=== Work instructions ===
These entries are to be retyped in full, word for word.

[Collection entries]
Segment Open

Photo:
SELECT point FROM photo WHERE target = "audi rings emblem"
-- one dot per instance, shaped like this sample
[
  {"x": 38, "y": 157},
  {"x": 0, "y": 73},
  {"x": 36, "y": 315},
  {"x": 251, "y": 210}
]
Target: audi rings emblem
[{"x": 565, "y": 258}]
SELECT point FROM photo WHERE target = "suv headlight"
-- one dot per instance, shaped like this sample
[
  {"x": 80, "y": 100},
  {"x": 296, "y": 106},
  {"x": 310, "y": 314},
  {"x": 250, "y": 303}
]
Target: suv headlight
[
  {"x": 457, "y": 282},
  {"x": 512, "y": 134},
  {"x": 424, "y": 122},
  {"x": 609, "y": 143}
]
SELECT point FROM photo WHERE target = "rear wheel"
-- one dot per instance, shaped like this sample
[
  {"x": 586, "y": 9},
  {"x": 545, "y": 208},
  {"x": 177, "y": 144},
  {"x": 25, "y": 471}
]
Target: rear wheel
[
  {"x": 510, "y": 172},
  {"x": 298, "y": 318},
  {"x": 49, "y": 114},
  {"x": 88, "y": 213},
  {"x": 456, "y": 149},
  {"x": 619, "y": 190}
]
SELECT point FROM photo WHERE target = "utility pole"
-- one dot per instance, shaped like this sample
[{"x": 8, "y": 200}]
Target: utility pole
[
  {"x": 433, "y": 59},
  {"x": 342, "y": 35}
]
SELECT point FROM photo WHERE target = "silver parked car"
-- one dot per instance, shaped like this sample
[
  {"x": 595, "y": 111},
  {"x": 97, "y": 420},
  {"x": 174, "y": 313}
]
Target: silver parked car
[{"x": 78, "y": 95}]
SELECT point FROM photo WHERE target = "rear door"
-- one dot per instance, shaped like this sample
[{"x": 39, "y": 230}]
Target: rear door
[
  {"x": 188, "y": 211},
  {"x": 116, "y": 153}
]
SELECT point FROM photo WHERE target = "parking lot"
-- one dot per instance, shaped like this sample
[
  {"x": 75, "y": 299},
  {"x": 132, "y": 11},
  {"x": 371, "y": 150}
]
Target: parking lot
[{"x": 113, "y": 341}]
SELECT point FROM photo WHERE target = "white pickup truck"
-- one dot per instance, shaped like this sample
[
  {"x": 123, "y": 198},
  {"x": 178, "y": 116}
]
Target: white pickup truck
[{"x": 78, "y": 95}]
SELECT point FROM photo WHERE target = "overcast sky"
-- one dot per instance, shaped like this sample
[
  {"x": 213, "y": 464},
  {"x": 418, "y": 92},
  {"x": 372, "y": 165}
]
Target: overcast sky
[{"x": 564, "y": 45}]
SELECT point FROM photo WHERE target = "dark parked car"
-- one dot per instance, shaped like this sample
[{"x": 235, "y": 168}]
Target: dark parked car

Segment Closed

=== Task answer ===
Photo:
SELECT point FROM photo WHERE target = "audi rings emblem"
-- one dot per instance, shaped like this sample
[
  {"x": 38, "y": 157},
  {"x": 0, "y": 73},
  {"x": 36, "y": 315},
  {"x": 251, "y": 210}
]
Target: audi rings emblem
[{"x": 565, "y": 258}]
SELECT point FROM photo WHERE target = "suv headlight"
-- one dot per instance, shaped like this sample
[
  {"x": 80, "y": 100},
  {"x": 296, "y": 106},
  {"x": 310, "y": 314},
  {"x": 250, "y": 303}
]
Target: suv headlight
[
  {"x": 457, "y": 282},
  {"x": 512, "y": 134},
  {"x": 424, "y": 122},
  {"x": 609, "y": 143}
]
SELECT point FROM photo WHERE target = "rear wheel"
-- one dot per instance, shaped like this sample
[
  {"x": 586, "y": 9},
  {"x": 545, "y": 208},
  {"x": 177, "y": 144},
  {"x": 25, "y": 471}
]
Target: rear wheel
[
  {"x": 510, "y": 172},
  {"x": 298, "y": 318},
  {"x": 49, "y": 114},
  {"x": 88, "y": 213},
  {"x": 456, "y": 149},
  {"x": 619, "y": 190}
]
SELECT point FROM photo WHERE target = "utility pole"
-- one dot per instance, shaped like this sample
[{"x": 8, "y": 200}]
Target: utility pole
[
  {"x": 433, "y": 59},
  {"x": 342, "y": 35}
]
SELECT point FROM photo WHERE target = "silver parked car"
-- one dot per instance, shaped like this sample
[
  {"x": 595, "y": 111},
  {"x": 97, "y": 420},
  {"x": 174, "y": 313}
]
Target: silver parked car
[{"x": 78, "y": 95}]
SELECT point FROM photo WHERE target = "rear door"
-- one dot per instance, shaped like this sample
[{"x": 39, "y": 230}]
Target: rear door
[
  {"x": 188, "y": 211},
  {"x": 116, "y": 153}
]
SELECT point FROM photo WHERE target = "parking lot"
-- one dot per instance, shaped like this sample
[
  {"x": 75, "y": 299},
  {"x": 132, "y": 11},
  {"x": 371, "y": 150}
]
Target: parking lot
[{"x": 113, "y": 341}]
SELECT point FROM photo WHERE target = "white pickup truck"
-- one dot per instance, shaped like this sample
[
  {"x": 123, "y": 198},
  {"x": 178, "y": 116}
]
Target: white pickup truck
[{"x": 78, "y": 95}]
SELECT point FROM photo WHERE target = "overcast sky"
-- one dot per instance, shaped like this sample
[
  {"x": 213, "y": 464},
  {"x": 418, "y": 92},
  {"x": 372, "y": 165}
]
Target: overcast sky
[{"x": 564, "y": 45}]
SELECT point FROM photo WHERE target = "dark parked car"
-- one dot per instance, shaped like this sample
[{"x": 235, "y": 168}]
Target: dark parked car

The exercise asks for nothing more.